TASK DESCRIPTION: Look below for the line with "tag the yellow building facade". Extract that line and each one after it through the last, word for word.

(Records from a point labeling set)
--- Begin ---

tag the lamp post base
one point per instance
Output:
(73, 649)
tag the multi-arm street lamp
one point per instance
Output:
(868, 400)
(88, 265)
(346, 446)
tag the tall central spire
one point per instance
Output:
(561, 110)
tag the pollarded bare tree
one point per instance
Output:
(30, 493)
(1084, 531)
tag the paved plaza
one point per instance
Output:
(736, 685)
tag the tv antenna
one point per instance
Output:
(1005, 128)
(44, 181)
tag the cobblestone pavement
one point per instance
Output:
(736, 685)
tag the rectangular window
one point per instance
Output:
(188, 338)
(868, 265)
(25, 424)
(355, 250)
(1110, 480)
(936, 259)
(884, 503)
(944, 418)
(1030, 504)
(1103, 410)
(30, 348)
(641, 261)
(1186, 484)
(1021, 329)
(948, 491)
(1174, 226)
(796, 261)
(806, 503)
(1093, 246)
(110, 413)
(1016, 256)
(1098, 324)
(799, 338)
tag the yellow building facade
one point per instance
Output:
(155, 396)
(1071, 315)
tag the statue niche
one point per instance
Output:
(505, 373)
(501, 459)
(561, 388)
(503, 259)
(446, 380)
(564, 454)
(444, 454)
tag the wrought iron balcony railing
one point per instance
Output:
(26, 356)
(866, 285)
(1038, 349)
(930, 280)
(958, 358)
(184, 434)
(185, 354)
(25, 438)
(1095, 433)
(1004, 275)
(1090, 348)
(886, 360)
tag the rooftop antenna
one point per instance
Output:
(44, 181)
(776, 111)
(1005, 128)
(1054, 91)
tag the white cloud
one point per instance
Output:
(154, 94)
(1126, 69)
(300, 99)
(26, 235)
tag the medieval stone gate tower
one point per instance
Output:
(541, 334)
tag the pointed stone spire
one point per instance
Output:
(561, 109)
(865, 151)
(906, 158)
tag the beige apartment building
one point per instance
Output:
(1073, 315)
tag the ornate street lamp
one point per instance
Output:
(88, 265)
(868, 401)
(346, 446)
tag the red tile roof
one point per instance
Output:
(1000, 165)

--- End ---

FULL SOLUTION:
tag the yellow building facade
one point per instance
Output:
(155, 396)
(1071, 315)
tag the statue niche
one point per instance
Output:
(505, 373)
(501, 459)
(561, 388)
(503, 259)
(446, 380)
(564, 454)
(444, 454)
tag the wrought iron balcony railing
one point per instance
Output:
(26, 356)
(866, 285)
(1038, 349)
(930, 280)
(958, 358)
(184, 434)
(185, 354)
(25, 438)
(1095, 433)
(1004, 275)
(1090, 348)
(886, 360)
tag the rooftop antenna
one point per instance
Output:
(44, 181)
(776, 111)
(1005, 128)
(1054, 91)
tag the white cloud
one point per instance
Output:
(154, 94)
(1126, 69)
(300, 99)
(26, 235)
tag the medieval stone gate tower
one point per instance
Output:
(541, 334)
tag the pointed stone spire
one point per instance
Output:
(561, 109)
(865, 151)
(906, 158)
tag the beige apartment building
one point per instance
Output:
(1073, 315)
tag the ornate street lamp
one point per instance
Output:
(88, 265)
(868, 401)
(346, 446)
tag the red tile roof
one point per instance
Output:
(1000, 165)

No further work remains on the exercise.